Required work: Once you have read the listing below, write all of it out again exactly.

Data for this task:

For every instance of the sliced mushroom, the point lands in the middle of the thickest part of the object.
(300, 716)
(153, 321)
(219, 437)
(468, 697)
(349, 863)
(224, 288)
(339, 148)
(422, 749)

The completed task:
For every instance of the sliced mushroom, the point lands in the middle of the thickest part of the object.
(300, 716)
(153, 321)
(219, 437)
(468, 697)
(349, 863)
(224, 288)
(339, 148)
(422, 749)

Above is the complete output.